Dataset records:
***

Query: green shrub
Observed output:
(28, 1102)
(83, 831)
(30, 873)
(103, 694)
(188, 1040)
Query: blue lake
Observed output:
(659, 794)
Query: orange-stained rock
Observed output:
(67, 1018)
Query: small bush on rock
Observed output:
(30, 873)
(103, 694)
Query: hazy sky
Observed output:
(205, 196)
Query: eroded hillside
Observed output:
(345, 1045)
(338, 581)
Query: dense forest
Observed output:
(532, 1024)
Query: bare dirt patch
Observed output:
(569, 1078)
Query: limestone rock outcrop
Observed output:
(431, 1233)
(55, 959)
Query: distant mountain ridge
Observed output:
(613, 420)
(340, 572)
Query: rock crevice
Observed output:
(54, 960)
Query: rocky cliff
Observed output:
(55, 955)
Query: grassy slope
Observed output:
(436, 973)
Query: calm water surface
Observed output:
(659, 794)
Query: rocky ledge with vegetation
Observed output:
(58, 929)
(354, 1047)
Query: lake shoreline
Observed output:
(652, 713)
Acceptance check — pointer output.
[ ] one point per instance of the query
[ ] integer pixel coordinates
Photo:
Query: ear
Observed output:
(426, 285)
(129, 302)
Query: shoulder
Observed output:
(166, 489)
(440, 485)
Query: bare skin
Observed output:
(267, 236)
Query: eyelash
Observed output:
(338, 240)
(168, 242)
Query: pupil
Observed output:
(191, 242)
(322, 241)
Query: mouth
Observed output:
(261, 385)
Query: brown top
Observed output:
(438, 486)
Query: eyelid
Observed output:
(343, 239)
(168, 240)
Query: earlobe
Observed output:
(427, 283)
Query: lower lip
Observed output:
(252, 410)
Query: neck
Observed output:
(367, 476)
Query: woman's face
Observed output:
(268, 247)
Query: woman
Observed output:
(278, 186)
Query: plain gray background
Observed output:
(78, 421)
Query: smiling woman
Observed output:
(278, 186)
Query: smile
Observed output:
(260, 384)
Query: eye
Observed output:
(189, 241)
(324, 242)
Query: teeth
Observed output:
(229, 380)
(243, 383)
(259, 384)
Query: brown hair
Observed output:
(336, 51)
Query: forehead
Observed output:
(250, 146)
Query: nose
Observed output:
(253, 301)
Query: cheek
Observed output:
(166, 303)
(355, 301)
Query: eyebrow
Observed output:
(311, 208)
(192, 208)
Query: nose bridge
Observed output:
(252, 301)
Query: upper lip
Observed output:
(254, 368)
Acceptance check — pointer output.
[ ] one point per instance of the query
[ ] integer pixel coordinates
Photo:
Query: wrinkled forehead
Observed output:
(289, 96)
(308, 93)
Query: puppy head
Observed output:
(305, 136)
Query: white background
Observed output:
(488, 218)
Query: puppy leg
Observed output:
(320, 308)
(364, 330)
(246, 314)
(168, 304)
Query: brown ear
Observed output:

***

» **What is expected**:
Print the listing above in its entirety, with every line exact.

» **Final result**:
Query: green shrub
Observed output:
(28, 1102)
(83, 831)
(30, 873)
(103, 694)
(188, 1040)
Query: blue lake
Observed output:
(659, 794)
Query: orange-stained rock
Observed output:
(67, 1018)
Query: small bush on rock
Observed output:
(30, 873)
(103, 694)
Query: hazy sky
Observed output:
(205, 196)
Query: eroded hillside
Observed output:
(345, 1045)
(338, 581)
Query: dense forest
Observed output:
(532, 1024)
Query: bare dirt patch
Observed output:
(569, 1078)
Query: limestone rock outcrop
Observed output:
(431, 1233)
(55, 959)
Query: distant mountain ridge
Observed output:
(613, 420)
(340, 572)
Query: rock crevice
Observed output:
(54, 960)
Query: rocky cliff
Observed output:
(55, 955)
Query: grassy slope
Observed output:
(436, 973)
Query: calm water surface
Observed output:
(659, 794)
Query: rocky ledge with vegetation
Observed output:
(58, 929)
(354, 1047)
Query: lake shoreline
Observed output:
(652, 713)
Acceptance check — pointer output.
[ ] one point per instance of the query
[ ] integer pixel coordinates
Photo:
Query: ear
Observed output:
(426, 285)
(129, 302)
Query: shoulder
Observed output:
(166, 489)
(440, 485)
Query: bare skin
Observed output:
(267, 236)
Query: eyelash
Observed output:
(338, 240)
(168, 242)
Query: pupil
Observed output:
(191, 242)
(322, 241)
Query: mouth
Observed output:
(261, 385)
Query: brown top
Observed output:
(438, 486)
Query: eyelid
Observed output:
(343, 239)
(168, 240)
Query: earlobe
Observed output:
(427, 283)
Query: lower lip
Observed output:
(252, 410)
Query: neck
Observed output:
(367, 476)
Query: woman's face
Observed output:
(268, 247)
Query: woman
Observed output:
(278, 186)
Query: plain gray background
Observed output:
(78, 421)
Query: smiling woman
Observed output:
(278, 186)
Query: smile
Observed output:
(260, 384)
Query: eye
Observed output:
(189, 241)
(324, 242)
Query: teeth
Observed output:
(229, 380)
(243, 383)
(259, 384)
Query: brown hair
Observed output:
(336, 51)
Query: forehead
Observed output:
(250, 146)
Query: nose
Observed output:
(253, 301)
Query: cheek
Observed output:
(166, 303)
(355, 301)
Query: eyebrow
Observed output:
(311, 208)
(192, 208)
Query: nose bridge
Observed output:
(252, 301)
Query: upper lip
Observed output:
(254, 368)
Acceptance check — pointer output.
[ ] one point per instance of the query
[ ] integer pixel coordinates
Photo:
Query: wrinkled forehead
Observed output:
(289, 96)
(308, 93)
Query: puppy head
Observed output:
(305, 136)
Query: white background
Observed output:
(488, 218)
Query: puppy leg
Observed output:
(320, 308)
(364, 330)
(246, 314)
(168, 304)
Query: brown ear
Observed output:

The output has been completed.